:: TASK DIRECTIONS ::
Reproduce each line of the material exactly as it reads.

[Start of section]

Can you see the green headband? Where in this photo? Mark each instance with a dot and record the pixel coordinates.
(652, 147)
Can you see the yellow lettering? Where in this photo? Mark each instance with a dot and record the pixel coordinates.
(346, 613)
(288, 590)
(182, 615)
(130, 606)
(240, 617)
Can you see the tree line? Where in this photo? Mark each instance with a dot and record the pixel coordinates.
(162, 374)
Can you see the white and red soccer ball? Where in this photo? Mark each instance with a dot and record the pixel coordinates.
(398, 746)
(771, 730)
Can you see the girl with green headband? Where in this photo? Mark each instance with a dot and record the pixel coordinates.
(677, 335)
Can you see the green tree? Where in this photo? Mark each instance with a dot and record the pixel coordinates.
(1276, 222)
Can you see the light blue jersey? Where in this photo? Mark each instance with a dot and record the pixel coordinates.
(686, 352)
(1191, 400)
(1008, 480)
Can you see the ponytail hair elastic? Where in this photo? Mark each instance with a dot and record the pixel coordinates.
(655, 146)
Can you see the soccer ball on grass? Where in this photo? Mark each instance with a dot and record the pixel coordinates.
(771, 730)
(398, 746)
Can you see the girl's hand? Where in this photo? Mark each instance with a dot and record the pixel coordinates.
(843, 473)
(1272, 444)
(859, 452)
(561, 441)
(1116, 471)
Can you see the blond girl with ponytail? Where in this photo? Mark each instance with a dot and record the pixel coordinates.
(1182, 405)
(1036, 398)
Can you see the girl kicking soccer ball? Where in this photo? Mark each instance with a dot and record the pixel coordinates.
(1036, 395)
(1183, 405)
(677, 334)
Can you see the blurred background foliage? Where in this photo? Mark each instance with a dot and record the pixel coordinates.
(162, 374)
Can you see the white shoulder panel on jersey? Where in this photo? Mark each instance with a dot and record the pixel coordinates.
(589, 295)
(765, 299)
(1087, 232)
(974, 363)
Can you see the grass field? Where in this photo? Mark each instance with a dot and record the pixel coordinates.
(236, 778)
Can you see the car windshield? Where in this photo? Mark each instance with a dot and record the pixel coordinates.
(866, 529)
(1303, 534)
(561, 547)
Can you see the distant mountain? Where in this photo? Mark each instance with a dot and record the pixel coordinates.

[End of section]

:: WRITTEN SOLUTION ::
Can you see the green headband? Where in this photo? Mark each instance with a dot and record the pixel coordinates.
(652, 147)
Can you see the yellow lettering? Where in this photo? Mark each instance with a dot and record the pixel coordinates.
(346, 613)
(288, 590)
(182, 615)
(130, 606)
(240, 617)
Can you see the tree line? Where in this photo? Mark each instance with a dot and record the pixel coordinates.
(162, 374)
Can you see the white and red soccer ball? Where in this photo? Mark each instance with a dot and record the pixel coordinates.
(398, 746)
(771, 730)
Can you see the girl with green headband? Where in this photo? Mark each instance with a dot and record the pixel coordinates.
(677, 335)
Can you see the green tree? Where in this photo? Mark each instance with a dot and record the pixel coordinates.
(1276, 222)
Can you see the light blue jersey? Where in this photo? Mark each instance with a dot and record the pixel coordinates.
(686, 352)
(1191, 400)
(1008, 480)
Can you see the ponytail hair elastic? Where in this photo? Mark each instance with a dot and record the pixel coordinates.
(655, 146)
Can you see the soccer ball on grass? Where in this photo? Mark each instance with a dot and record the pixel coordinates.
(771, 730)
(398, 746)
Can you see the girl's hand? Where in this photo? Mark each instance with a dot and record the pixel coordinates.
(843, 473)
(1272, 444)
(859, 452)
(561, 441)
(1116, 471)
Can you see the blond girl with ponytail? Where in this photo? Mark each instance with a dot and record the pixel coordinates.
(1182, 405)
(1036, 398)
Can you see the girl kicking soccer ball? Where in this photo? Mark each instance with a dot and record the pixel coordinates.
(1036, 395)
(1183, 405)
(677, 334)
Can you see the blurred background foliage? Where in this photo? Mark each instance with a dot and record the pixel coordinates.
(162, 374)
Can you see the white shoulder panel on jersey? Where in this photo? Mark each instance with a dot and record the pixel coordinates.
(589, 295)
(765, 299)
(1087, 232)
(974, 363)
Can you see the grass field? Where in this photo? Mark each instance with a dot and record the pixel coordinates.
(236, 778)
Can you see the car windshield? Where in this photo? Mark each instance with a dot and record the pixel coordinates.
(866, 529)
(1303, 534)
(561, 547)
Can you see the distant mountain? Where in this photo? Mark each instance with a dot and record the pixel coordinates.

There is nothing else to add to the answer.